[Required task] Repeat the records starting at the line containing "As a warehouse robot's perception module, locate rear spoiler" and ending at the line containing "117, 238, 517, 359", replacing "grasp" with "pickup" and leaving everything else unchanged.

[Source data]
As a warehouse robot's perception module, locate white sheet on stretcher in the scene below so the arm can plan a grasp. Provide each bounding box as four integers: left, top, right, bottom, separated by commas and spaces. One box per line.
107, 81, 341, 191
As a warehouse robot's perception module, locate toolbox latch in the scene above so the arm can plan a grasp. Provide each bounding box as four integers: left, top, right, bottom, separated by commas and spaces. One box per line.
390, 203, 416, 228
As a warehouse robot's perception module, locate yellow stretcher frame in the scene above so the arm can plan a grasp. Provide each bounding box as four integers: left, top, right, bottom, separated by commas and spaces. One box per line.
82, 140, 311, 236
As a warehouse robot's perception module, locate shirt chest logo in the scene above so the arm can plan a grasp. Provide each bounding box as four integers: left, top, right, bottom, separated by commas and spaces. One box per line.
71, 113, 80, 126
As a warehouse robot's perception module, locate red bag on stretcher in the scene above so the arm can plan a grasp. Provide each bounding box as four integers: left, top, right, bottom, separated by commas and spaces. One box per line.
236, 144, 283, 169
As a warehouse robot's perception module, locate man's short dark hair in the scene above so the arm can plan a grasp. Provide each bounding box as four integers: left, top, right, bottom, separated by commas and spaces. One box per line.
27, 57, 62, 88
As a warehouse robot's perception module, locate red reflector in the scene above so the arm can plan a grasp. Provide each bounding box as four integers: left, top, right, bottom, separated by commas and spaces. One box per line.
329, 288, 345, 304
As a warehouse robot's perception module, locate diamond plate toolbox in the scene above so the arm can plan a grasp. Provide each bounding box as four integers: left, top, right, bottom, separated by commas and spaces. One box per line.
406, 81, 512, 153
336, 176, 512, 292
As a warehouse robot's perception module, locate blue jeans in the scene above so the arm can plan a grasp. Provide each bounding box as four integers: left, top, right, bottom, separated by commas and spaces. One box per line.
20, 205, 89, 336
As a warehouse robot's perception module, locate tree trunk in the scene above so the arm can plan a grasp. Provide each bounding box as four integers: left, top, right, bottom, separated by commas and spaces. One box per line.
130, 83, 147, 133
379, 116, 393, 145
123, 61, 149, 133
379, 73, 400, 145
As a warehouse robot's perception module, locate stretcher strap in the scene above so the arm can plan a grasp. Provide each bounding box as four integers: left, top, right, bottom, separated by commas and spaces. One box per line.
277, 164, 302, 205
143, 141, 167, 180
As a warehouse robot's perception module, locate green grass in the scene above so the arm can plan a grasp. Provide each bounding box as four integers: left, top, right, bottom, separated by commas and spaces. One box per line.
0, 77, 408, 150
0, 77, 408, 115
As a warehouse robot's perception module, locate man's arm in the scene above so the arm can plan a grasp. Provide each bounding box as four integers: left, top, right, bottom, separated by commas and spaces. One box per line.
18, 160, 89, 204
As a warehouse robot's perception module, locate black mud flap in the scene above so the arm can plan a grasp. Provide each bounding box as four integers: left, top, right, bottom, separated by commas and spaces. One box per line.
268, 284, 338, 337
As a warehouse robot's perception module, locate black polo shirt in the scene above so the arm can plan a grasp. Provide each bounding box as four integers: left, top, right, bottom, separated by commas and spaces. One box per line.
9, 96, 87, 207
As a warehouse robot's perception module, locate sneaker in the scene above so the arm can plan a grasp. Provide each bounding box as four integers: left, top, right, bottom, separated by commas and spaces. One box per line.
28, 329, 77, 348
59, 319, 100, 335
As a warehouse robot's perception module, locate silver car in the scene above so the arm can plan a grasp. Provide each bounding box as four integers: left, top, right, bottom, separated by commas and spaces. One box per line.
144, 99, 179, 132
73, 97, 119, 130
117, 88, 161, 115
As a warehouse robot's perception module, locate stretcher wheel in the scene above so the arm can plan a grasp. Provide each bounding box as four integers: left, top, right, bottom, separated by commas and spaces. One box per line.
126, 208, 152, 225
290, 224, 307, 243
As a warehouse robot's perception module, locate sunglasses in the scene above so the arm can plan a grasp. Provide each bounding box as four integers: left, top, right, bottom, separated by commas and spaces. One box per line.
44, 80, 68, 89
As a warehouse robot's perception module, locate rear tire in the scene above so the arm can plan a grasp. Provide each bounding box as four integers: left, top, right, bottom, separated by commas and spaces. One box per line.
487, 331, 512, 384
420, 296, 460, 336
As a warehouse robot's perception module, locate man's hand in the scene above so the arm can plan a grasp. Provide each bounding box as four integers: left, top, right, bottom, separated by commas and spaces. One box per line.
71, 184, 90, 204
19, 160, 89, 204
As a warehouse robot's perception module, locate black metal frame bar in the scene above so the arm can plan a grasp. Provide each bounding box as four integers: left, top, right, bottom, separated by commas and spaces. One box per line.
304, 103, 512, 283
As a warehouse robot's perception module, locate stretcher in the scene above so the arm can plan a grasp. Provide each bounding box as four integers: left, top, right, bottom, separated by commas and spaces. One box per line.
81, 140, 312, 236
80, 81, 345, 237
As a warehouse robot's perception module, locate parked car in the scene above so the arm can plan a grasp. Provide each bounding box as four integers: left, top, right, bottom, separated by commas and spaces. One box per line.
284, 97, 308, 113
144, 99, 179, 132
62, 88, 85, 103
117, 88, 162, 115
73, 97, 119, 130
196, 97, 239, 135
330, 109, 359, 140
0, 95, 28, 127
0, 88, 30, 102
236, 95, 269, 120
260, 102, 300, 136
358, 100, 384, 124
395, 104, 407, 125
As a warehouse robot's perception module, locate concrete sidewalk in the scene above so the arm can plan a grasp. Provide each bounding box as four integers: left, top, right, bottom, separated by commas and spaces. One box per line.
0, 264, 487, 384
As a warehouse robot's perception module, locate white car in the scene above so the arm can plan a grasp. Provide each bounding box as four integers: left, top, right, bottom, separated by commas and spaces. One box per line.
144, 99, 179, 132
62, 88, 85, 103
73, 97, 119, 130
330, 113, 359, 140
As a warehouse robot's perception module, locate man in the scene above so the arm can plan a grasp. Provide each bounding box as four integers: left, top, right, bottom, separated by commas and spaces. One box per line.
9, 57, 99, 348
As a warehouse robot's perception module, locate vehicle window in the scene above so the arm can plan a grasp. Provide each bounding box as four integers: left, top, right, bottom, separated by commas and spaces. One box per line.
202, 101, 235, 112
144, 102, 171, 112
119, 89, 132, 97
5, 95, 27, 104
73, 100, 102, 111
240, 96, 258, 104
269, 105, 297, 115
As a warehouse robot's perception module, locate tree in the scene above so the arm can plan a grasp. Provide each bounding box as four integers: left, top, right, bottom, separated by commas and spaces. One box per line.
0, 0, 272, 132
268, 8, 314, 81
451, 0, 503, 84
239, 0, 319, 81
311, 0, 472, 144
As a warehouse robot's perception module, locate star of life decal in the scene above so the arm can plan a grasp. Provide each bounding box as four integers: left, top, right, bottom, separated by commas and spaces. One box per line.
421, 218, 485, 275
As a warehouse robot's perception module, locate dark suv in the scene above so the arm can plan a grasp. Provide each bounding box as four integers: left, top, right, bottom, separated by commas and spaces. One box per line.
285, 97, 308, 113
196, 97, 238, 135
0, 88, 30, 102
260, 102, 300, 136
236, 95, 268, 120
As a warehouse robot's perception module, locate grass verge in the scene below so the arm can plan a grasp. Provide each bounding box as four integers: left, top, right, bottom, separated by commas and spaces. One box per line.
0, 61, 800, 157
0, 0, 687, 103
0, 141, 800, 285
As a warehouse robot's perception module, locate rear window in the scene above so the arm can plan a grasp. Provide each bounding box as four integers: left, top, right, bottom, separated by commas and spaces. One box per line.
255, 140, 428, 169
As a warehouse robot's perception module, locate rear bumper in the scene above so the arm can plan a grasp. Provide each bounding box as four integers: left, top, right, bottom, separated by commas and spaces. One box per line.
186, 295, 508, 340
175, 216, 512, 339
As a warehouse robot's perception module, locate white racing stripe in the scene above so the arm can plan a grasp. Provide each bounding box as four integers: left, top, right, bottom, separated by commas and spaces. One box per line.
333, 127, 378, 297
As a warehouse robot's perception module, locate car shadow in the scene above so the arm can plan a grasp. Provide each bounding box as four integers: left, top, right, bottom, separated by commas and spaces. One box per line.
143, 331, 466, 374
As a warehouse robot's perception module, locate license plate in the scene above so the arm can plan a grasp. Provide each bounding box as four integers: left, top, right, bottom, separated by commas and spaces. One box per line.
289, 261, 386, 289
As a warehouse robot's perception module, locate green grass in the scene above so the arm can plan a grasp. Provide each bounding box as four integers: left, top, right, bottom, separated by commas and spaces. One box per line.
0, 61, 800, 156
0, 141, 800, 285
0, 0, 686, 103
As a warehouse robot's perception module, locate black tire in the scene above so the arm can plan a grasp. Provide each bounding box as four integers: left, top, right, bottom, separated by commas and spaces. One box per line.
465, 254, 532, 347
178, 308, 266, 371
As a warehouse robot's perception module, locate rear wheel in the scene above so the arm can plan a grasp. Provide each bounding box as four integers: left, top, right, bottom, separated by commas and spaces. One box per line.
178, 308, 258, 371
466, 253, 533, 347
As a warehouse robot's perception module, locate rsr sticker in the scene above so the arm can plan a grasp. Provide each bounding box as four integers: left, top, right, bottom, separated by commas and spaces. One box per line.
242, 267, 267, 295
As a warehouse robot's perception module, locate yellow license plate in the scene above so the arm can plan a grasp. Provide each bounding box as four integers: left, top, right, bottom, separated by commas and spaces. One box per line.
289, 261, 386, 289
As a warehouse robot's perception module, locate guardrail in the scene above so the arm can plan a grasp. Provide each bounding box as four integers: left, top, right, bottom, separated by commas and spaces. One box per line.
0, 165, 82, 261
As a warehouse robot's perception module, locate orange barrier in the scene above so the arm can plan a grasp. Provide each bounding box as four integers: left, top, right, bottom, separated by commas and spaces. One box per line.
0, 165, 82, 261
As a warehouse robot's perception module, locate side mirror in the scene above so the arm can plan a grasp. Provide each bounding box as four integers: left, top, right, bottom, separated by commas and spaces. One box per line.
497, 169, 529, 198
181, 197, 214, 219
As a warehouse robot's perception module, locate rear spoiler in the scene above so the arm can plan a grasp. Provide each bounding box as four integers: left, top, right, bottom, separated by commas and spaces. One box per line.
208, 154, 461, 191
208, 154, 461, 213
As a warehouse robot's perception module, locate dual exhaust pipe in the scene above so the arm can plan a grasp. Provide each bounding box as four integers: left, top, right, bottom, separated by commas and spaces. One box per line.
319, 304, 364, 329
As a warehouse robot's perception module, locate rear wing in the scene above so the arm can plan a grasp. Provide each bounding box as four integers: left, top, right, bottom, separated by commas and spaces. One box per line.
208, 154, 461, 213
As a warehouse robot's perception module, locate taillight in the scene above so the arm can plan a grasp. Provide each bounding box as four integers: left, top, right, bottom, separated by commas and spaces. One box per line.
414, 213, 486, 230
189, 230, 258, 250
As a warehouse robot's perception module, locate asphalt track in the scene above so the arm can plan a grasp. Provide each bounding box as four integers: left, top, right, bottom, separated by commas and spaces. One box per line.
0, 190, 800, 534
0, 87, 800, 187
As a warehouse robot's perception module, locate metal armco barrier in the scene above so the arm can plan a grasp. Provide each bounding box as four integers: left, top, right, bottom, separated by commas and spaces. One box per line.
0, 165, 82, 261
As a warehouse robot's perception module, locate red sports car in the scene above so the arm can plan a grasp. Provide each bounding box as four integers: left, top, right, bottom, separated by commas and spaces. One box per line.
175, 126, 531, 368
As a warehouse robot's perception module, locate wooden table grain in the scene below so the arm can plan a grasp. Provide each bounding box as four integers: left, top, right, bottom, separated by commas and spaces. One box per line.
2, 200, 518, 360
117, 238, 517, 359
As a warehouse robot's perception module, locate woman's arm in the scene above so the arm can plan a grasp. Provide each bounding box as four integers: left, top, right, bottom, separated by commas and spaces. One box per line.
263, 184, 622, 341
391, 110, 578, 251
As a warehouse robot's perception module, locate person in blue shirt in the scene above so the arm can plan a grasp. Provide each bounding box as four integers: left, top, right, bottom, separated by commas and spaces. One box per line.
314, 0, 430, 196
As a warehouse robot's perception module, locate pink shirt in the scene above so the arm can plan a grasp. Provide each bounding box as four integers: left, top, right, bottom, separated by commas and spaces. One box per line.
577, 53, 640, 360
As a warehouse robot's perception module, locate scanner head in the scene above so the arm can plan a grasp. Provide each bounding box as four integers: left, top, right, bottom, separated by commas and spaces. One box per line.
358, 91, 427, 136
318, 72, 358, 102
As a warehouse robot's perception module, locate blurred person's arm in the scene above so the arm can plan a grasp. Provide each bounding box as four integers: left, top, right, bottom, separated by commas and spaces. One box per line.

[Exercise result]
As a warehouse robot's perception module, locate rear spoiler in the scene above so the arm can plan a pickup. Provide each bounding box as four integers: left, top, right, bottom, separated by commas and spaces. One box per line.
208, 154, 461, 191
208, 154, 461, 213
As a warehouse robot's perception module, locate dual exhaust pipe in the scene above so the arm can plan a pickup. Provide each bounding box as four integers: left, top, right, bottom, separated by commas and spaces. One box per line.
319, 304, 364, 329
As a warehouse robot's perception module, locate rear wing in the scene above so the arm can plan a pickup. Provide each bounding box as four integers: left, top, right, bottom, separated by commas and spaces. One box per line.
208, 154, 461, 213
As a warehouse robot's perception module, locate taillight in the scene above so the arm can plan a pickup. Provide each bounding box as four integers: left, top, right, bottom, separated by commas and spaces. One box per line.
414, 213, 486, 230
189, 230, 258, 250
As a warehouse robot's perception module, locate asphalt track in the scene above so the arm can plan a pickup. Provide each bounding box as four integers: left, top, right, bottom, separated by commas and spaces. One box per line.
0, 190, 800, 534
0, 87, 800, 187
As a warehouse robot's perception module, locate metal armco barrier in the scene above so the arm can plan a pickup. Provide each bounding box as four integers: left, top, right, bottom, separated by commas and spaces. One box per line.
0, 165, 82, 261
As a warehouse robot's perception module, locate red sports car in the scene above so the arm can plan a pickup. Provide each bounding box as four integers: left, top, right, bottom, separated by commas and spaces. One box per line.
175, 126, 531, 368
As a warehouse robot's perception module, locate wooden table grain in the scene below so the arm can plan a pickup. Provide each bounding box as four integers: left, top, right, bottom, separated by commas and spaces. One box per line.
2, 200, 518, 360
117, 238, 517, 359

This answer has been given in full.